■ SELECTED EXCERPT:
————

Appellant argues that the district court erred by applying the arm-of-the-state analysis established in Clark because our prior decisions hold Appellant as an arm of the state entitled to Eleventh Amendment immunity. Specifically, Appellant argues that our decision in Ysleta Del Sur Pueblo v. El Paso County Water Improvement Dist., 222 F.3d 208 (5th Cir.), cert. denied, ___ U.S. ___, 121 S. Ct. 177 (2000), which affirmed the district court's finding of Eleventh Amendment immunity for Appellant controls this action. Appellant also argues that our prior decisions in Kamani v. Port of Houston Authority, 702 F.2d 612 (5th Cir. 1983), and Pillsbury Co. v. Port of Corpus Christi Authority, 66 F.3d 103 (5th Cir. 1995), cert. denied, 517 U.S. 1203 (1996), held that the entities at issue in those cases were entitled to Eleventh Amendment immunity by virtue of their creation pursuant to Article XVI, Section 59, of the Texas Constitution. Because Appellant is also created under Article XVI, Section 59, Appellant argues that it is likewise entitled to immunity.

————

■ EXERCISE REQUIREMENTS:
Write the next part of the court opinion excerpt on Eleventh Amendment immunity, picking up after its final sentence.

[Recorded data]

————

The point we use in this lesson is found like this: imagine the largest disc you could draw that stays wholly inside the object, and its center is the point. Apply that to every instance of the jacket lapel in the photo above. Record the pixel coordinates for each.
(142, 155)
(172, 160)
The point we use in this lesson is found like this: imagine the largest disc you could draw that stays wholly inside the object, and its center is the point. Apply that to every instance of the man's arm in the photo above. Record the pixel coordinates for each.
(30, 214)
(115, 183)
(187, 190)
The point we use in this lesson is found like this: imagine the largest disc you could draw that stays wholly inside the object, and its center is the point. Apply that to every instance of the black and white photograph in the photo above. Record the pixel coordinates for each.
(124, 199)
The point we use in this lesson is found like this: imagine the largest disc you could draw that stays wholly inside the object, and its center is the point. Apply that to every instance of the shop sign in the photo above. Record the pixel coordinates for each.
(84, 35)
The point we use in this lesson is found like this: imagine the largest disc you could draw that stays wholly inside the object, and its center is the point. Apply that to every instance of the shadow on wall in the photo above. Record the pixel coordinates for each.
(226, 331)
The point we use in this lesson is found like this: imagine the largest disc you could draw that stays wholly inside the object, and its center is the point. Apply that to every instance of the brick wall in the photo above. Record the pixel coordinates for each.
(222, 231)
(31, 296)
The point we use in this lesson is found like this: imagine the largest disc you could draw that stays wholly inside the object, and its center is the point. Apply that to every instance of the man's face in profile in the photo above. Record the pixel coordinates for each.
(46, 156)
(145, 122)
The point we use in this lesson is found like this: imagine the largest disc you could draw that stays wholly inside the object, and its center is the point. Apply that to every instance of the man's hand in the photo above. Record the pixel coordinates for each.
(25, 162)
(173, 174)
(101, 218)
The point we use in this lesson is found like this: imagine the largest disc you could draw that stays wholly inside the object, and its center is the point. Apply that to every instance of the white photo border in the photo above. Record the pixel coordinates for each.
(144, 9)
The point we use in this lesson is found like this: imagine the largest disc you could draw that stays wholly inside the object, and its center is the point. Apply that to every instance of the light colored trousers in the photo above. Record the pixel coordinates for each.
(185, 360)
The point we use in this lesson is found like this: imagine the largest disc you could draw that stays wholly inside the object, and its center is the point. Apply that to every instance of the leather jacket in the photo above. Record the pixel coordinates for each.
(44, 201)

————

■ RESULT OF THIS TASK:
We disagree with both arguments. First, Ysleta is not controlling because it conflicts with our prior decisions requiring a careful examination of the nature of an entity claiming immunity. Although Ysleta affirmed the district court's holding that Appellant was an arm of the state entitled to immunity, it stated no reasons for the decision except to say that the plaintiff's arguments in that appeal "lack[ed] merit." Ysleta, 222 F.3d at 208. In support of this conclusion, Ysleta cited Kamani and Pillsbury without further explanation. Kamani was an admiralty action in which the court stated without analysis that the Port of Houston Authority was "a 'creature of state law and a political subdivision of the State of Texas" entitled to Eleventh Amendment immunity. Kamani, 702 F.2d at 613. Pillsbury was a breach-of-contract action in which the court held that the Port of Corpus Christi Authority was factually and legally indistinguishable from the Port of Houston Authority, and was thus entitled to immunity under Kamani. Pillsbury, 66 F.3d at 104.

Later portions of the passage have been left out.